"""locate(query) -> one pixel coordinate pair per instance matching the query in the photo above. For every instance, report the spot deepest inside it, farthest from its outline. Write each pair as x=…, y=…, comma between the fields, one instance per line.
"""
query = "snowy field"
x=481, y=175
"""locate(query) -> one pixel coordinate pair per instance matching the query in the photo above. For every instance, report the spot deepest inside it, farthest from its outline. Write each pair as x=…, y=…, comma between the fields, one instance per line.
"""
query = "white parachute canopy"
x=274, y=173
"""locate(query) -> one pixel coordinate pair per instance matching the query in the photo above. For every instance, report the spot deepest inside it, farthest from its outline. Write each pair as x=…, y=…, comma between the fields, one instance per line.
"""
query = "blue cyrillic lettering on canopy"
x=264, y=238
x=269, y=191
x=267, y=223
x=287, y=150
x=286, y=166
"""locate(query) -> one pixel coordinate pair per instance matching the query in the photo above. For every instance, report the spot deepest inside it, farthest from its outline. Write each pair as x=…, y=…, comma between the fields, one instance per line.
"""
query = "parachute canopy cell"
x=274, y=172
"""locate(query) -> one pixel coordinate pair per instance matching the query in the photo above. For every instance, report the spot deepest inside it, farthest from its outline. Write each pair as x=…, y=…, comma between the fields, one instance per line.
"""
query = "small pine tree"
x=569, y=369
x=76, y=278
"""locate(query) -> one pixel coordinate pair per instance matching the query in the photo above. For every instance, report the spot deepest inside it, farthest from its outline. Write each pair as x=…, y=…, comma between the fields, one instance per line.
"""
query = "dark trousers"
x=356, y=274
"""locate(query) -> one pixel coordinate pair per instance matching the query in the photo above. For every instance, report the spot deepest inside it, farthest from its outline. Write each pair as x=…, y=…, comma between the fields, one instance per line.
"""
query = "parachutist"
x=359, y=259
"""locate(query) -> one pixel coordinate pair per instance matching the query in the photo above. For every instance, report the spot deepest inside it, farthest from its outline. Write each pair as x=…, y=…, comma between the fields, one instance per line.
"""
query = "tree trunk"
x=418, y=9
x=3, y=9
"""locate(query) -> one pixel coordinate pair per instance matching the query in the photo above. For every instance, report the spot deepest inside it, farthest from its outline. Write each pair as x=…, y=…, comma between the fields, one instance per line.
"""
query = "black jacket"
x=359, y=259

========

### [TASK BRIEF]
Set down the records again in full. Match them exactly.

### [WRITTEN SOLUTION]
"""locate(query) -> one pixel coordinate pair per instance matching the query in the photo above. For every instance, report the spot deepest inside it, farthest from its outline. Write each pair as x=…, y=…, comma between the fields, one instance per line.
"""
query = "snowy field"
x=481, y=175
"""locate(query) -> one pixel coordinate pair per instance matching the query in the photo above. For every instance, report the spot deepest inside it, farthest from its outline. Write each pair as x=…, y=…, comma between the fields, one instance per line.
"""
query = "white parachute canopy"
x=274, y=173
"""locate(query) -> one pixel coordinate pair per instance matching the query in the photo above. For every instance, report the spot deepest inside it, farthest from its outline. Write each pair as x=…, y=…, comma between the fields, one instance per line.
"""
query = "blue cyrillic lettering on canopy"
x=264, y=238
x=269, y=191
x=267, y=223
x=287, y=150
x=286, y=166
"""locate(query) -> one pixel coordinate pair per instance matching the query in the photo above. For every instance, report the spot deepest inside it, farthest from its outline. Write each pair as x=…, y=…, comma between the fields, one instance per line.
"""
query = "parachute canopy cell"
x=274, y=172
"""locate(query) -> one pixel coordinate pair per instance matching the query in the photo above. For every instance, report the spot deepest inside it, farthest from its outline. Write each pair as x=…, y=…, comma between the fields, one instance per line.
"""
query = "small pine tree"
x=569, y=369
x=76, y=278
"""locate(query) -> one pixel coordinate pair per instance matching the query in the photo above. For every instance, report the spot deepest inside it, farthest from its outline. Write each pair as x=…, y=…, comma between the fields, one instance per line.
"""
query = "dark trousers"
x=356, y=274
"""locate(query) -> one pixel coordinate pair per instance matching the query in the photo above. For every instance, report the spot deepest inside it, farthest from its outline. Write each pair as x=…, y=…, comma between the fields, one instance per line.
"""
query = "parachutist"
x=359, y=259
"""locate(query) -> one pixel coordinate pair per instance matching the query in the photo above. For every instance, report the spot deepest inside it, farthest from its outline. Write each pair as x=…, y=…, comma between the fields, one instance per line.
"""
query = "tree trunk"
x=418, y=9
x=3, y=9
"""locate(query) -> one pixel coordinate pair per instance matching the query in the photo above. For every instance, report the spot deepest inside it, farthest from its outline. Write each pair as x=…, y=…, comma between the fields, one instance per line.
"""
query = "black jacket"
x=359, y=259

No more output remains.